[Task material]
•••••

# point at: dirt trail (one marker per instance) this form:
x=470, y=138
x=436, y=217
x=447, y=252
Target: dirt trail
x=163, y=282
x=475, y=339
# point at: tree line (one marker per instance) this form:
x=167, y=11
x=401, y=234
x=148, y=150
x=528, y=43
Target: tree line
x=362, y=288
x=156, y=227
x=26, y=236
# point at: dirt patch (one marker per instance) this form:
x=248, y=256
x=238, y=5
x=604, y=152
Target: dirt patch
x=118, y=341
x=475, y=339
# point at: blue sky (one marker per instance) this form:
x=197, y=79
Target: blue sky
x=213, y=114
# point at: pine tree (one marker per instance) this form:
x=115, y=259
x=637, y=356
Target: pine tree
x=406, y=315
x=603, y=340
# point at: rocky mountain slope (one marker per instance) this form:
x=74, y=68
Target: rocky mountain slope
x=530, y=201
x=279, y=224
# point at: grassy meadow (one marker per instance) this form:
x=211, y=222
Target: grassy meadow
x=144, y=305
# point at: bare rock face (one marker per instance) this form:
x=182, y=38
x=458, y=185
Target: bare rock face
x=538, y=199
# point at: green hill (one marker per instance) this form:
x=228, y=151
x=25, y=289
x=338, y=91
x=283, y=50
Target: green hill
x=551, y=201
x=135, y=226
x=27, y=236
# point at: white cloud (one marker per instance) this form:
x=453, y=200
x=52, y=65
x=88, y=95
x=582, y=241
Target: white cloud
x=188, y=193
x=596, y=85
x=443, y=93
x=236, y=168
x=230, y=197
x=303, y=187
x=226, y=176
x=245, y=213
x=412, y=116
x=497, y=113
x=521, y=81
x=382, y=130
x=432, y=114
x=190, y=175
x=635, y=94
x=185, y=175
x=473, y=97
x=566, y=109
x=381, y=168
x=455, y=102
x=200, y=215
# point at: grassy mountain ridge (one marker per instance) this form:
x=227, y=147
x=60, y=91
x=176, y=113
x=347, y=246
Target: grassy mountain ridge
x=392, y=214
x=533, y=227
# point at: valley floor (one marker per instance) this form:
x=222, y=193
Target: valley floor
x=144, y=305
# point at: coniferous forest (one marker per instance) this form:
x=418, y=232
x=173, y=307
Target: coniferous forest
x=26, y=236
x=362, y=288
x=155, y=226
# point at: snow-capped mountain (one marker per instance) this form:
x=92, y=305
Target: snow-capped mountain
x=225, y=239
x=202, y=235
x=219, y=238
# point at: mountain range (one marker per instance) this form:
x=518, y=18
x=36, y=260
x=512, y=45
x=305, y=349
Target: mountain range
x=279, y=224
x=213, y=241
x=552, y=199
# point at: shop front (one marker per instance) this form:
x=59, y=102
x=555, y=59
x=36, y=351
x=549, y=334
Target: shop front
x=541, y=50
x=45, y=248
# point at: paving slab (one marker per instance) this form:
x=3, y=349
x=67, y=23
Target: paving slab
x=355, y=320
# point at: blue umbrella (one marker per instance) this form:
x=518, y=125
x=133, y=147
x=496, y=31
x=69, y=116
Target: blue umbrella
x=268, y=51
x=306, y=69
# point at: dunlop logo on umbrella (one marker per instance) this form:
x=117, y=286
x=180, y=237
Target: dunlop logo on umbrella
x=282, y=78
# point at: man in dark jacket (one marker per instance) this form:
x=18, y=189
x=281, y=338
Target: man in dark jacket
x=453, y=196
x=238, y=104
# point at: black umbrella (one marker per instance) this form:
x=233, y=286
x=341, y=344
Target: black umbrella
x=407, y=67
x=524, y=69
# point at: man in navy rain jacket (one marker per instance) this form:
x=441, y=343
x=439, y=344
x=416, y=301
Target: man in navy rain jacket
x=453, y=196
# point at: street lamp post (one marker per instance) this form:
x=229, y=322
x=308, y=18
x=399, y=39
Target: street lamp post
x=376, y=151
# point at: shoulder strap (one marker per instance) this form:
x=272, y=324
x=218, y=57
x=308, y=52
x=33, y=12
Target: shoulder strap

•••••

[Exercise brief] Set down exactly, and only, the lines from the one with "x=59, y=102" to the final line of the data.

[Solution]
x=59, y=102
x=555, y=59
x=36, y=351
x=549, y=334
Target: shop front
x=541, y=50
x=45, y=248
# point at: paving slab (one marker per instance) this form:
x=3, y=349
x=67, y=23
Target: paving slab
x=355, y=320
# point at: blue umbrella (one marker per instance) this form:
x=518, y=125
x=133, y=147
x=496, y=31
x=69, y=116
Target: blue umbrella
x=268, y=51
x=306, y=69
# point at: dunlop logo on umbrella (one marker per instance) this form:
x=117, y=286
x=180, y=237
Target: dunlop logo on umbrella
x=282, y=78
# point at: man in dark jacket (one marker per instance) this form:
x=18, y=189
x=281, y=338
Target: man in dark jacket
x=453, y=196
x=238, y=104
# point at: black umbrella (one marker per instance) this form:
x=233, y=286
x=341, y=344
Target: black umbrella
x=407, y=67
x=524, y=69
# point at: man in navy rain jacket (one marker per instance) this form:
x=441, y=343
x=439, y=344
x=416, y=301
Target: man in navy rain jacket
x=453, y=196
# point at: street lamp post (one marker per instance) this form:
x=229, y=322
x=308, y=18
x=399, y=39
Target: street lamp post
x=376, y=151
# point at: shoulder strap (one marker per instance) this form:
x=272, y=324
x=218, y=57
x=308, y=52
x=33, y=12
Target: shoulder strap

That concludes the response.